Rows from a box-labeling dataset:
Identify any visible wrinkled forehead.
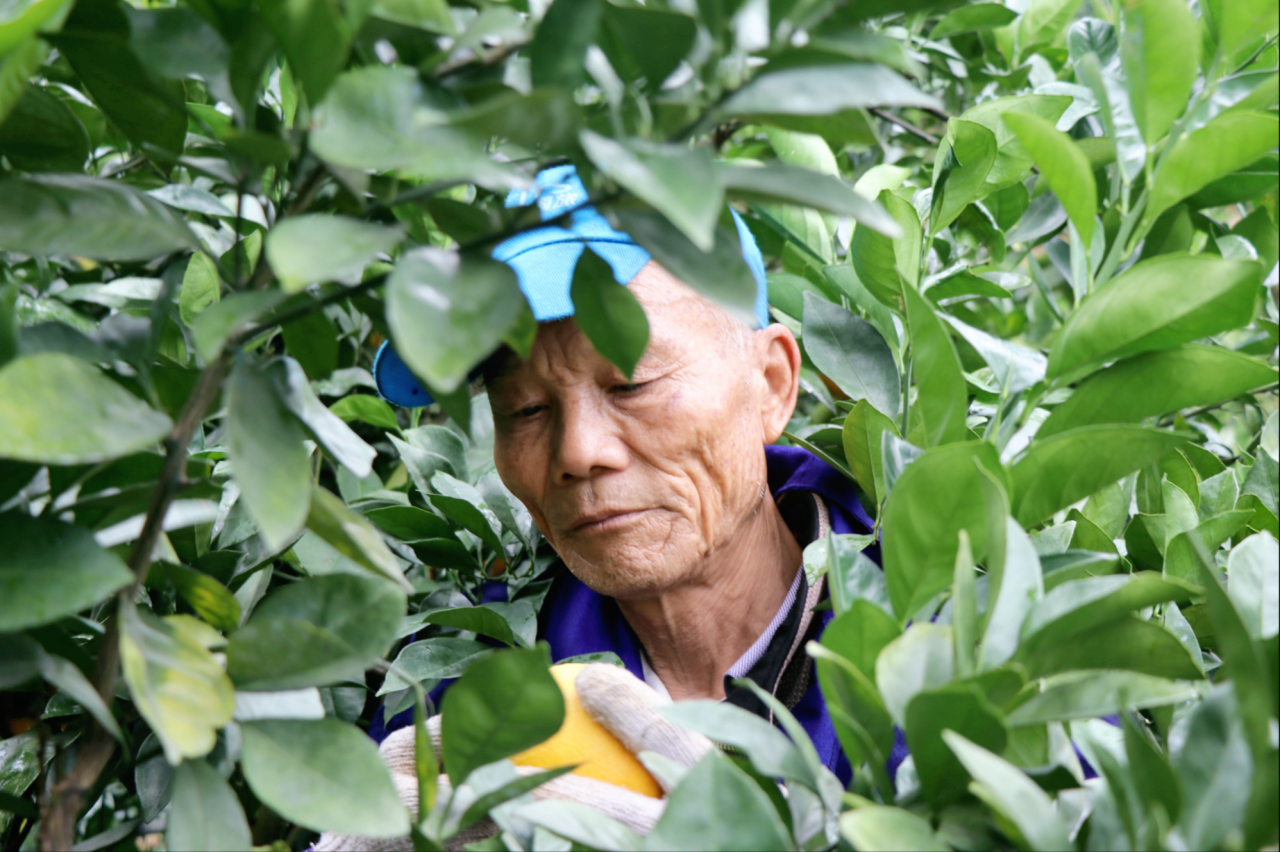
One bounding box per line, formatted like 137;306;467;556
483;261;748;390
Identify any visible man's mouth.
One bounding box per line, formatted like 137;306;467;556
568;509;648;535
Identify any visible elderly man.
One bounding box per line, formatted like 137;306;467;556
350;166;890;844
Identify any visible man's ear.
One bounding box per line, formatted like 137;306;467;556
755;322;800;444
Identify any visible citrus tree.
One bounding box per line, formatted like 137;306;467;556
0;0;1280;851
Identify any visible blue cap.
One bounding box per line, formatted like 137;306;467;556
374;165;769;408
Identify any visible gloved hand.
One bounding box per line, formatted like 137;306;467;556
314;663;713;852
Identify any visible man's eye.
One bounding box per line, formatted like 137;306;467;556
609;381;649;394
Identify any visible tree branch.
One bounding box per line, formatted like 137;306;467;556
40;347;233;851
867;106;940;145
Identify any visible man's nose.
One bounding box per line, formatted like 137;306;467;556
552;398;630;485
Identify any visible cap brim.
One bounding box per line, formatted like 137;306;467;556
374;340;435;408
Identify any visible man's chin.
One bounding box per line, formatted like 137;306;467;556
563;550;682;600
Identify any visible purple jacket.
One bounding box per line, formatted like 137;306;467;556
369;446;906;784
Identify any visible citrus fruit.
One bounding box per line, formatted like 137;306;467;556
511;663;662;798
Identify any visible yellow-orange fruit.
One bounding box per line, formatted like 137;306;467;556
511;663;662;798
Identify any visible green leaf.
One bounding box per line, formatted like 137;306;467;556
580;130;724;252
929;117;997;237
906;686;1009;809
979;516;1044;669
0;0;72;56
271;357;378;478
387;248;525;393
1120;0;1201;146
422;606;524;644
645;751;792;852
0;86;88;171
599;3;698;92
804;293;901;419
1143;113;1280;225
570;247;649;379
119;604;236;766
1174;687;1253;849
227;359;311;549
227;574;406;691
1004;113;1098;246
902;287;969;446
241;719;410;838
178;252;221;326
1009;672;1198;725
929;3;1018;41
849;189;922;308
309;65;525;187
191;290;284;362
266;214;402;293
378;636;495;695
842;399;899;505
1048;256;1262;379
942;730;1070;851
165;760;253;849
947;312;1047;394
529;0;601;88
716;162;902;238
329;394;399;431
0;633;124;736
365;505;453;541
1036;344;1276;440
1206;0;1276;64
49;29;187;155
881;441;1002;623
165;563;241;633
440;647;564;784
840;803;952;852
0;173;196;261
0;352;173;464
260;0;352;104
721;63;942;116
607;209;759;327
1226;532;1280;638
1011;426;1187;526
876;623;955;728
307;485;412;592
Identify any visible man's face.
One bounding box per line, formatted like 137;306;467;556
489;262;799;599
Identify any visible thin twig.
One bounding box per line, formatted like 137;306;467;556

* What this task involves
Rewrite the material from its start through the line containing "374;165;769;408", substituting "older man" for "elderly man" and changing nothing else. Leave the pictures out of your answer.

* The output
Identify any visible wrinkled forehead.
One bounding box per line, formatted like 137;306;467;556
483;261;748;390
Identify any visible man's mouth.
One bounding box per line, formatted like 137;306;467;556
568;509;648;535
Identify any visible older man.
One bounding box per line, formatted like 137;306;467;556
350;166;890;844
Identify any visible man's ear.
One bounding box per line, formatted like 137;306;467;556
755;322;800;444
Identify any visible citrus tree.
One bounding box per line, formatted like 137;306;467;556
0;0;1280;851
Identify any visible blue cap.
One bounding box per line, formatted like 137;306;467;556
374;165;769;408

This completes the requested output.